PROMPT
Your response should consist of every entry, unchanged.

DATA TO PROCESS
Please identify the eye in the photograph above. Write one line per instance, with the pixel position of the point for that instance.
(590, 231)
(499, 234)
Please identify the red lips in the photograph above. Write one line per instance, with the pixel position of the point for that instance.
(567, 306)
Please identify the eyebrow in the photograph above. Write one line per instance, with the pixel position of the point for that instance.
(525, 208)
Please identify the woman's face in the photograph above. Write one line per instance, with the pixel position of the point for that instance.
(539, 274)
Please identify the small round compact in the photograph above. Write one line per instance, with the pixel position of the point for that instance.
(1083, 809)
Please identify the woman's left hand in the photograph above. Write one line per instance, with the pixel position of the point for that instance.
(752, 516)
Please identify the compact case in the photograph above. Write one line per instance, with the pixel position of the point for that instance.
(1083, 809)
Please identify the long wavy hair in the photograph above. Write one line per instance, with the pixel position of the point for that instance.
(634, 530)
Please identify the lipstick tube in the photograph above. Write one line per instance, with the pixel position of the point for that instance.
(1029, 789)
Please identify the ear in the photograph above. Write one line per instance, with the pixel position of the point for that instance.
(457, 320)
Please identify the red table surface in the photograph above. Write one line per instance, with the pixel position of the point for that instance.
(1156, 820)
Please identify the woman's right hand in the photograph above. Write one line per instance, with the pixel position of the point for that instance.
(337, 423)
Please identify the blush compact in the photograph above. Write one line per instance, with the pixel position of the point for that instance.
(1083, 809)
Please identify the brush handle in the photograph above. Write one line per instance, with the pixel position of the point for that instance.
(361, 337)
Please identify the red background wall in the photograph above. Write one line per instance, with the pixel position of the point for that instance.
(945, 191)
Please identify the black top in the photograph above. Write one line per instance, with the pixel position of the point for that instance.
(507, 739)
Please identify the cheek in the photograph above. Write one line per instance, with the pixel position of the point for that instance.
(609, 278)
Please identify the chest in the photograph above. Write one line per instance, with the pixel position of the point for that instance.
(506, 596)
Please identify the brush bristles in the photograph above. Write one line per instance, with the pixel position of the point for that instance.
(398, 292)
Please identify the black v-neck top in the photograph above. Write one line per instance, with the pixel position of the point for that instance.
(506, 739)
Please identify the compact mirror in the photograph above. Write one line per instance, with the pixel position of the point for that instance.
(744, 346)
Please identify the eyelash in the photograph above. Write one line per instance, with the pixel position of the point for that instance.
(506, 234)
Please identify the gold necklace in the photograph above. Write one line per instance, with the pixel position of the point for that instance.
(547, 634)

TASK RESPONSE
Please identify the eye in the photograph above. Write one line per instance, with the pixel position of the point for that instance.
(590, 231)
(499, 234)
Please identify the red lips in the photograph above. Write one line per instance, with the pixel position of the point for that instance.
(567, 306)
Please identify the eyebrow in the photograph above. Write one line per instance, with the pixel position of the point for that instance.
(525, 208)
Please identify the woman's face in the photograph above. Write one line per instance, with the pixel position of the point for that instance.
(539, 274)
Please identify the small round compact in the photograph above. Write one line per instance, with the pixel position of the point for that instance.
(1083, 809)
Please identify the woman's left hand in the photograph above. Write one line per instance, with the pixel position of the point for that instance.
(752, 516)
Please identify the compact case in the photograph above. Write one line per instance, with the pixel position of the point for that instance.
(1083, 809)
Please identify the long wavy hair in the photograph above. Write one line per instance, with the pixel position of the point for that instance.
(634, 530)
Please identify the lipstick tube in the photograph above. Write one line per instance, with the pixel position of the point for that instance.
(1029, 789)
Please identify the ear in the photograph above. Write one line per instance, with the pixel position of the point for that instance.
(457, 320)
Please identify the red table surface in the photograph above. Write one line per instance, with the pixel position of the point for that instance.
(1156, 820)
Please identify the woman's right hand in the photograph above. Write one line per instance, with the pixel position of the point for that instance.
(337, 423)
Please identify the blush compact in the photograph above. Write one line per instance, with the pixel position of the point for that instance.
(1083, 809)
Please identify the brush handle in the photograph above. Write one line per instance, with the pixel position of the point for that instance.
(361, 337)
Please identify the red background wall in the photograph above. Write one line per instance, with the pixel position of the point for that instance.
(945, 191)
Please identify the black top in the photograph above. Write one line per instance, with the pixel position of the point for that instance.
(507, 739)
Please identify the cheek in the photograph above. Write one line per instance, with the pixel position of the point for that instance.
(609, 278)
Please identify the chest in the photograph above. Write one line per instance, with the pixel position of the point for that instance.
(506, 596)
Please identify the brush bristles in the photograph above. Write one line per instance, with the pixel position of the point for that instance.
(398, 292)
Please identify the black v-neck top in the photograph above. Write one line per instance, with the pixel position of the point for that instance.
(506, 739)
Please identify the compact mirror in the photograph above. Write one line per instance, with the pixel position of the point for that instance.
(744, 346)
Please identify the eyelash in the photograph above. Write one line per instance, with the pixel position of the point for that instance.
(506, 234)
Please identify the gold necklace in the photograph above. Write one line per instance, with the pixel position of the point for that instance.
(547, 634)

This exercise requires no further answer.